(Records from a dataset)
== == ==

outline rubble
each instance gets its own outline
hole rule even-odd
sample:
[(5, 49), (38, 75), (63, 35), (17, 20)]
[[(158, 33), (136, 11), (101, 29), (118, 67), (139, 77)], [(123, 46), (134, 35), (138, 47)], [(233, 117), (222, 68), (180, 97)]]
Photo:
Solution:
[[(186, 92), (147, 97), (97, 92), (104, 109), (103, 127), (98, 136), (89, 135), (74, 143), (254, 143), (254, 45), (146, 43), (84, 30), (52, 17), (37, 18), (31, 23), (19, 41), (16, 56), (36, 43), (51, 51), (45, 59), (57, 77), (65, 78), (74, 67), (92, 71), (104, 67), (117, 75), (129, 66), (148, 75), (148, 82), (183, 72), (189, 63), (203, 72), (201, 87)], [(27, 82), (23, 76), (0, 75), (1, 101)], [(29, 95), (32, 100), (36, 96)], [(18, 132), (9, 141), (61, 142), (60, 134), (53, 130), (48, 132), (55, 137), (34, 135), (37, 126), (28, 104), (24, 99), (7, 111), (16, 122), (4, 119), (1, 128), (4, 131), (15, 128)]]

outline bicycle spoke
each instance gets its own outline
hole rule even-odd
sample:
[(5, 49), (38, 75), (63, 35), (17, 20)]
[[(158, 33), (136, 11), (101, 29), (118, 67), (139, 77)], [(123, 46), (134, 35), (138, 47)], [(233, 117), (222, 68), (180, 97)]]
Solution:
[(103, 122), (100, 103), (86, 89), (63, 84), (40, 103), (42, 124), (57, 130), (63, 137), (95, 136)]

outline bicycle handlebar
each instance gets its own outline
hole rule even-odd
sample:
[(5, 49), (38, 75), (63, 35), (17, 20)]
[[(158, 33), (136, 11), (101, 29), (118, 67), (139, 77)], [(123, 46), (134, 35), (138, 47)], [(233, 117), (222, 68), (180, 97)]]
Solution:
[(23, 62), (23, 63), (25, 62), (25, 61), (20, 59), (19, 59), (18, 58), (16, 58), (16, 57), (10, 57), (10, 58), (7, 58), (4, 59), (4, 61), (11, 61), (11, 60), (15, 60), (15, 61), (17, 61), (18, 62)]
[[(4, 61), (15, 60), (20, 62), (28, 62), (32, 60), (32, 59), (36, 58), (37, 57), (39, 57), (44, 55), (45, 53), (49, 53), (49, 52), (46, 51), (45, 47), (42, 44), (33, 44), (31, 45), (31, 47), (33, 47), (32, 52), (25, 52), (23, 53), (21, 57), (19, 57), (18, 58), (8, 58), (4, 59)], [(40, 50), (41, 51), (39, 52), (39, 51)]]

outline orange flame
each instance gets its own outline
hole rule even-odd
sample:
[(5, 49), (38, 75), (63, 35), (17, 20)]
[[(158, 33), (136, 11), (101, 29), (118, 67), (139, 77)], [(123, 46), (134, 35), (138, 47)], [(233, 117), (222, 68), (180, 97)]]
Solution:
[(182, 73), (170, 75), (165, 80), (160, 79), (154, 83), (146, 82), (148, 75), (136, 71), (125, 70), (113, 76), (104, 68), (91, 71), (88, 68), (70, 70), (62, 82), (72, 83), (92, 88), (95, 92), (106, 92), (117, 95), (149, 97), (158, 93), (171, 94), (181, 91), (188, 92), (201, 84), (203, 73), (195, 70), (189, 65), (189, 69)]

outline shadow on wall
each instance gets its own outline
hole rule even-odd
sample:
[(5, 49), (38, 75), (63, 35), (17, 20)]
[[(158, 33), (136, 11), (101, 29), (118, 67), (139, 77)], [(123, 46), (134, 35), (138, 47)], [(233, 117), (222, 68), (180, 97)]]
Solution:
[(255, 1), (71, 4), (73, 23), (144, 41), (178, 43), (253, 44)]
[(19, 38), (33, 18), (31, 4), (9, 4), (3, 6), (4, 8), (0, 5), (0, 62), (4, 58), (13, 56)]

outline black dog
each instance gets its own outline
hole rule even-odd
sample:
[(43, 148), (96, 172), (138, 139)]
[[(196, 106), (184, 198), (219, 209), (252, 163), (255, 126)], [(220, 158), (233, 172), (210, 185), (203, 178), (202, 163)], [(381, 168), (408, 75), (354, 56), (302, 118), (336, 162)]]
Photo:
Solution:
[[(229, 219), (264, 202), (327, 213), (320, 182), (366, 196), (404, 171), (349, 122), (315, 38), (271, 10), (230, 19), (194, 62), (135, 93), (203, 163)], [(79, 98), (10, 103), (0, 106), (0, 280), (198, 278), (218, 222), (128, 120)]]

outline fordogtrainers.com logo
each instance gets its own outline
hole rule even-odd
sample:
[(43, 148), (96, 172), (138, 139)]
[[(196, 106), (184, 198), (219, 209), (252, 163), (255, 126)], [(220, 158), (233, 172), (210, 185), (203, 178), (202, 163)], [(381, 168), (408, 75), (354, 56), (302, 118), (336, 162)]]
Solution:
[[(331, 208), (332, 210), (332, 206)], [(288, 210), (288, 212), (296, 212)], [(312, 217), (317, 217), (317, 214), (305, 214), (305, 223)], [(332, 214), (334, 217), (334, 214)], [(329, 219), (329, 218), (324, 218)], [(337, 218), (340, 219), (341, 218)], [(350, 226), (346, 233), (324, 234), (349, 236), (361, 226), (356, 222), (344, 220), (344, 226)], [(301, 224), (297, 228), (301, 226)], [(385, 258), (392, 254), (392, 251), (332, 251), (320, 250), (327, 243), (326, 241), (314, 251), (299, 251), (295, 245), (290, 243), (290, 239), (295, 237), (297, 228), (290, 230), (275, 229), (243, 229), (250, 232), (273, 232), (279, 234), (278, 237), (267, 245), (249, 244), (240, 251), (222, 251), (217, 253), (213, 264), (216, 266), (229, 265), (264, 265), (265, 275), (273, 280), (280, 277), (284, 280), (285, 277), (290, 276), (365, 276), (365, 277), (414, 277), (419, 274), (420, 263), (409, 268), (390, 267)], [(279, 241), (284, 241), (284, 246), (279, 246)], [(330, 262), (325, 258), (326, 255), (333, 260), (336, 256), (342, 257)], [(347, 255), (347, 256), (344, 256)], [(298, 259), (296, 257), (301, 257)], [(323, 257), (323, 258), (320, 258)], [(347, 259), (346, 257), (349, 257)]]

== == ==

- [What you are asked to do]: Retype all of the records above, character for character, with no changes.

- [Complete response]:
outline rubble
each instance gets its own outline
hole rule even-odd
sample:
[(5, 49), (38, 75), (63, 35), (17, 20)]
[[(158, 33), (136, 11), (101, 29), (118, 67), (139, 77)], [(123, 46), (134, 35), (138, 47)], [(233, 117), (222, 68), (180, 97)]]
Photo:
Solution:
[[(186, 92), (147, 97), (97, 92), (104, 109), (103, 127), (98, 136), (89, 135), (74, 143), (254, 143), (254, 45), (146, 43), (84, 30), (52, 17), (37, 18), (31, 23), (19, 41), (16, 56), (36, 43), (51, 51), (45, 59), (57, 77), (65, 78), (74, 67), (92, 71), (104, 67), (117, 75), (129, 66), (148, 75), (148, 82), (183, 72), (189, 63), (203, 72), (201, 87)], [(27, 82), (23, 76), (0, 75), (1, 101)], [(29, 95), (32, 100), (36, 96)], [(18, 132), (9, 141), (61, 142), (60, 134), (53, 130), (48, 132), (55, 137), (34, 135), (37, 126), (28, 104), (24, 99), (7, 111), (16, 122), (4, 119), (1, 128), (4, 131), (15, 128)]]

outline bicycle spoke
each instance gets its own outline
hole rule even-odd
sample:
[(5, 49), (38, 75), (63, 35), (17, 20)]
[[(158, 33), (136, 11), (101, 29), (118, 67), (139, 77)], [(123, 46), (134, 35), (138, 47)], [(233, 117), (222, 68), (180, 97)]]
Solution:
[(103, 122), (100, 103), (86, 89), (63, 84), (40, 103), (42, 124), (57, 130), (63, 137), (95, 136)]

outline bicycle handlebar
each instance gets its own outline
hole rule even-odd
sample:
[(5, 49), (38, 75), (63, 35), (17, 20)]
[[(158, 33), (136, 11), (101, 29), (118, 67), (139, 77)], [(123, 46), (134, 35), (138, 47)], [(233, 117), (222, 68), (180, 97)]]
Solution:
[(23, 62), (23, 63), (25, 62), (25, 61), (20, 59), (19, 59), (18, 58), (16, 58), (16, 57), (10, 57), (10, 58), (7, 58), (4, 59), (4, 61), (11, 61), (11, 60), (15, 60), (15, 61), (17, 61), (18, 62)]
[[(4, 61), (15, 60), (20, 62), (28, 62), (32, 60), (32, 59), (36, 58), (37, 57), (39, 57), (44, 55), (45, 53), (49, 53), (49, 52), (46, 51), (45, 47), (42, 44), (33, 44), (31, 45), (31, 47), (33, 47), (32, 52), (25, 52), (23, 53), (21, 57), (19, 57), (18, 58), (8, 58), (4, 59)], [(40, 50), (41, 51), (39, 52), (39, 51)]]

outline orange flame
each instance gets its own outline
hole rule even-odd
sample:
[(5, 49), (38, 75), (63, 35), (17, 20)]
[[(158, 33), (136, 11), (101, 29), (118, 67), (139, 77)], [(123, 46), (134, 35), (138, 47)], [(233, 117), (222, 68), (180, 97)]]
Solution:
[(182, 73), (170, 75), (165, 80), (160, 79), (154, 83), (146, 82), (148, 75), (136, 71), (125, 70), (113, 76), (104, 68), (91, 71), (88, 68), (70, 70), (62, 82), (72, 83), (92, 88), (95, 92), (106, 92), (117, 95), (149, 97), (158, 93), (171, 94), (181, 91), (188, 92), (201, 84), (203, 73), (195, 70), (189, 65), (189, 69)]

outline shadow on wall
each instance gets its own outline
hole rule even-odd
sample:
[(5, 49), (38, 75), (63, 35), (17, 20)]
[[(158, 33), (136, 11), (101, 29), (118, 67), (139, 77)], [(123, 46), (134, 35), (138, 47)], [(233, 117), (222, 68), (180, 97)]]
Solution:
[(255, 1), (71, 4), (73, 23), (144, 41), (178, 43), (253, 44)]
[(19, 38), (33, 18), (31, 4), (9, 4), (3, 6), (4, 8), (0, 5), (0, 62), (4, 58), (13, 56)]

outline black dog
each instance gets its own outline
hole rule even-odd
sample:
[(43, 148), (96, 172), (138, 139)]
[[(196, 106), (184, 198), (219, 209), (252, 163), (255, 126)], [(220, 158), (233, 172), (210, 185), (203, 178), (202, 163)], [(381, 168), (408, 75), (354, 56), (302, 118), (336, 162)]]
Photo:
Solution:
[[(229, 219), (264, 202), (327, 213), (320, 182), (366, 196), (404, 171), (349, 122), (315, 38), (271, 10), (230, 19), (194, 62), (135, 93), (203, 163)], [(79, 98), (10, 103), (0, 106), (0, 280), (198, 278), (218, 222), (128, 120)]]

outline fordogtrainers.com logo
each instance gets its own outline
hole rule even-odd
sample:
[(43, 148), (96, 172), (138, 139)]
[[(196, 106), (184, 198), (219, 209), (252, 163), (255, 126)], [(220, 158), (233, 172), (210, 185), (203, 178), (202, 163)], [(381, 168), (408, 75), (354, 56), (302, 118), (336, 162)]]
Solution:
[[(331, 208), (332, 210), (332, 206)], [(288, 210), (288, 212), (296, 212)], [(312, 217), (317, 217), (317, 214), (305, 214), (305, 223)], [(332, 214), (334, 217), (334, 214)], [(329, 219), (329, 218), (324, 218)], [(337, 218), (340, 219), (341, 218)], [(350, 226), (346, 233), (324, 234), (349, 236), (361, 226), (356, 222), (344, 220), (344, 226)], [(301, 224), (297, 228), (301, 226)], [(385, 258), (392, 254), (392, 251), (332, 251), (320, 250), (327, 243), (326, 241), (314, 251), (299, 251), (295, 245), (290, 243), (290, 239), (295, 237), (297, 228), (290, 230), (275, 229), (243, 229), (250, 232), (273, 232), (279, 234), (278, 237), (267, 245), (249, 244), (240, 251), (222, 251), (217, 253), (213, 264), (216, 266), (229, 265), (264, 265), (265, 275), (273, 280), (280, 277), (284, 280), (285, 277), (290, 276), (365, 276), (365, 277), (414, 277), (419, 274), (420, 263), (409, 268), (390, 267)], [(279, 241), (284, 241), (284, 246), (279, 246)], [(330, 262), (325, 258), (326, 255), (333, 260), (336, 256), (342, 257)], [(347, 255), (347, 256), (344, 256)], [(298, 259), (296, 257), (301, 257)], [(323, 257), (323, 258), (320, 258)], [(347, 259), (346, 257), (349, 257)]]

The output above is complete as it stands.